Beginning at the line containing "Could you please pick out the stone" in the material below and ending at the line containing "Could you please pick out the horse's", return each line exactly and add nothing.
>>>>
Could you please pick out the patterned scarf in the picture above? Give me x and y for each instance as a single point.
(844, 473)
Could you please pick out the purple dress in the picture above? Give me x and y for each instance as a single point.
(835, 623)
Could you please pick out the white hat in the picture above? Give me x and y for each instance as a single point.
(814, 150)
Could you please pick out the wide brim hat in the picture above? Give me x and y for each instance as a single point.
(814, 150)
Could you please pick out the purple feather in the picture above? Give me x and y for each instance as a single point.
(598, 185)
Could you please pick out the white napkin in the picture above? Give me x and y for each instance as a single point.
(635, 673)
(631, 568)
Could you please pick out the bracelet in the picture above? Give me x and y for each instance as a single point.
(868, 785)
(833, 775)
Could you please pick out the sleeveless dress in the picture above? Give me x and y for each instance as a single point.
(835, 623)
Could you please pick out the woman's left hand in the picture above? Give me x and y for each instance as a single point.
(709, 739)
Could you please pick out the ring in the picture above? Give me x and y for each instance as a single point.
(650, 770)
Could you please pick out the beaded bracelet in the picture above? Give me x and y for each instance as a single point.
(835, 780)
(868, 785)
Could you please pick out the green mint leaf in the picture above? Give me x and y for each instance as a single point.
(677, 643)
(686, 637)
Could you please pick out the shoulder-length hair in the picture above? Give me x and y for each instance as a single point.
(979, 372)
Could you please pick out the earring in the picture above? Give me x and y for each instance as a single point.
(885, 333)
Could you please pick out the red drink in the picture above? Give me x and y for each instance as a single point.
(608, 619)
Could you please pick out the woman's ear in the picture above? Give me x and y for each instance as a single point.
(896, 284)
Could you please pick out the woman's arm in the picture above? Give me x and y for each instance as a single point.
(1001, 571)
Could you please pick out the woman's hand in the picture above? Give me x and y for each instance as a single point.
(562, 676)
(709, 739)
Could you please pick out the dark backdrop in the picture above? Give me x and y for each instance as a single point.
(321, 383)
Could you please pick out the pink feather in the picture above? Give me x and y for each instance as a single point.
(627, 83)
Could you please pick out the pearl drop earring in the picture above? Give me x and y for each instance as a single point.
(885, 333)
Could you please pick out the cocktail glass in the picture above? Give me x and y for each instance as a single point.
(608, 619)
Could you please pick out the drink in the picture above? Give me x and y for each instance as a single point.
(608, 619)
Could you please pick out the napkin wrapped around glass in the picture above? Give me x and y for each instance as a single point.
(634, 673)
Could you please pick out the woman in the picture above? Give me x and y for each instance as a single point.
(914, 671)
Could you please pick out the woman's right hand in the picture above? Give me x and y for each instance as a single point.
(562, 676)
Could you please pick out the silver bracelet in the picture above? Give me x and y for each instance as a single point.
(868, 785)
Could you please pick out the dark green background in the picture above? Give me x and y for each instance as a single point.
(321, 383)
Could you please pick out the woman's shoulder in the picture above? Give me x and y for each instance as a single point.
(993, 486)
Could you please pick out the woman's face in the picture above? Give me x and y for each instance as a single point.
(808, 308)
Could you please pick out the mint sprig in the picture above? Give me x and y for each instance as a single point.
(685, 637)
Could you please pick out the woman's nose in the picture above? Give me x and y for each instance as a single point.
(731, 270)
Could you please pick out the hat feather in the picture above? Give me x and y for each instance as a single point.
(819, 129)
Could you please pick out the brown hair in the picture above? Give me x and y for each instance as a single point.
<<<<
>>>>
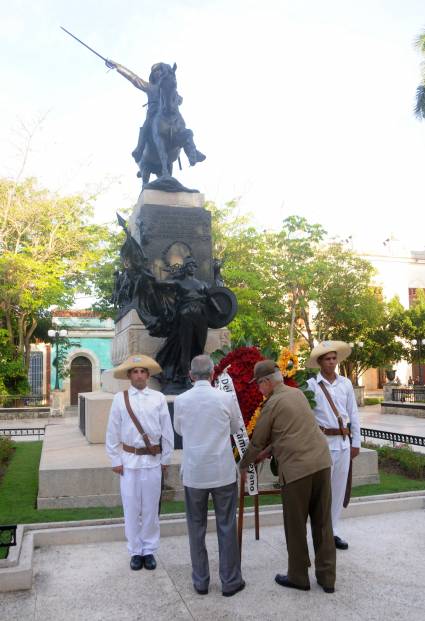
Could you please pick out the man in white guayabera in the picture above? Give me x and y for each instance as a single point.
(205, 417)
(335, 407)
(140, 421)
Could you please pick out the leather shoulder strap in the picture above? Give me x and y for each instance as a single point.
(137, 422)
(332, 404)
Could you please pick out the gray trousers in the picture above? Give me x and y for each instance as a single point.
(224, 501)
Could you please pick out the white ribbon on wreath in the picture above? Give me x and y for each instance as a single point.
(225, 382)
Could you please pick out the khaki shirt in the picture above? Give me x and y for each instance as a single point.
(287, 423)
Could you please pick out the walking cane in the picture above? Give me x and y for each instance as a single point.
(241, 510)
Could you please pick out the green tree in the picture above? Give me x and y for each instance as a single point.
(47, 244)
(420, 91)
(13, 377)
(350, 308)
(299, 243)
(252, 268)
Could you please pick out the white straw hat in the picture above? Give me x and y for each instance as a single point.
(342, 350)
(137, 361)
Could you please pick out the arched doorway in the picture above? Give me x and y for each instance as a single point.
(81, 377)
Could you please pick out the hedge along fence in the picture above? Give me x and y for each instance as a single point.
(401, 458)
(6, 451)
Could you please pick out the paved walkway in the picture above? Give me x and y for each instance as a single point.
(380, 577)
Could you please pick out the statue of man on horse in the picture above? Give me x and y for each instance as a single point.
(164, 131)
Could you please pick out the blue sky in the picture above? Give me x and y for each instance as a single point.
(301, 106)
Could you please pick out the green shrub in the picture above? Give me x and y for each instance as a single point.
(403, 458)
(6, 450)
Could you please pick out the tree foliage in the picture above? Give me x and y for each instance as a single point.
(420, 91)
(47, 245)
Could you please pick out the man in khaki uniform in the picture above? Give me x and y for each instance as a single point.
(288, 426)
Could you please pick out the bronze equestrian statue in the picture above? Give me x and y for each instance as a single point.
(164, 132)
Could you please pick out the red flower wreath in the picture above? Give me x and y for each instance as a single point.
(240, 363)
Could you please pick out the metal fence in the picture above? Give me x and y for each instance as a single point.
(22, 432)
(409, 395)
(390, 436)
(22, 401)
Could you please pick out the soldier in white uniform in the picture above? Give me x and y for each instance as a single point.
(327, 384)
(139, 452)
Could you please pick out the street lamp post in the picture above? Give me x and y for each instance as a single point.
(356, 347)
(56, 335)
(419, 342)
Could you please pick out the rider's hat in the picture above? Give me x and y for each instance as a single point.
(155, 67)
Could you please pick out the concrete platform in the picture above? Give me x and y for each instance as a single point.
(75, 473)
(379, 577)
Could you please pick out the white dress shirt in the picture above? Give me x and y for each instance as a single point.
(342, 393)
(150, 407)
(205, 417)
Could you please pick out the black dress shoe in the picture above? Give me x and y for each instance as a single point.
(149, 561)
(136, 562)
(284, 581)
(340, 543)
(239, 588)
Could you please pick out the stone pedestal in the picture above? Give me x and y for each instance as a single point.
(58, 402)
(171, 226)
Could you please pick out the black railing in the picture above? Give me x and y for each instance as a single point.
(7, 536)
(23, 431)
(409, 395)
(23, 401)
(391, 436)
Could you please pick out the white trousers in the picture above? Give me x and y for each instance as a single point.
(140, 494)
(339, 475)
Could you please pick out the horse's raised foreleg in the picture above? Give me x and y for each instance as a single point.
<<<<
>>>>
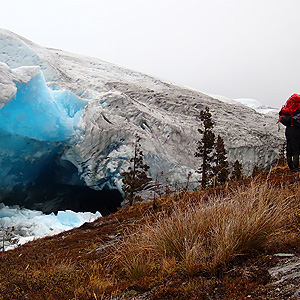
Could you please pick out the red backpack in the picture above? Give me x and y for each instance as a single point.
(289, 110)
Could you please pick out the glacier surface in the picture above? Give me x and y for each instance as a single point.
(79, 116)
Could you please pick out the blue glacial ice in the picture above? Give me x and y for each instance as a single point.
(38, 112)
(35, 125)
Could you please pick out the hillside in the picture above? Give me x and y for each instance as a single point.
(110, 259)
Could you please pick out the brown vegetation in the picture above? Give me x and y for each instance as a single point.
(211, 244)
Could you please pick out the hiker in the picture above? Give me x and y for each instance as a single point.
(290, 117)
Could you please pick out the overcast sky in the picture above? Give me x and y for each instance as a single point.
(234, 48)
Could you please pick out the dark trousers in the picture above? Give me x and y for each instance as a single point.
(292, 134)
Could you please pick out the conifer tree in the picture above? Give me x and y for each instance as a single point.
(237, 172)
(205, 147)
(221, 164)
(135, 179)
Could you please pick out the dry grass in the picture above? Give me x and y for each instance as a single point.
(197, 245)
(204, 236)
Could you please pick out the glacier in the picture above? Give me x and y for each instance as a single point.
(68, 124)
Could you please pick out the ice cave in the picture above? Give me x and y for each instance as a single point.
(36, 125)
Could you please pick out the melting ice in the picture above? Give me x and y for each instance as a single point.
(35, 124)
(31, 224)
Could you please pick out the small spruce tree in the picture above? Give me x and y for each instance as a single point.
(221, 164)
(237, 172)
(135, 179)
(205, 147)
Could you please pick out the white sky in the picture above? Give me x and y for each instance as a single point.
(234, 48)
<<<<
## Output of the exercise
Could you please pick out the stone pedestal in the picture above? Give me x and y for each instance as a single point.
(58, 402)
(171, 226)
Could you please pick out the black railing in the picture above? Give me x and y for each instance as a single point.
(7, 536)
(23, 431)
(409, 395)
(23, 401)
(391, 436)
Could you please pick out the white trousers in the picture above? Give me x and y for each instance as a single point.
(140, 494)
(339, 475)
Could you please pick out the horse's raised foreleg in the picture above? Give me x and y for each instance as a single point.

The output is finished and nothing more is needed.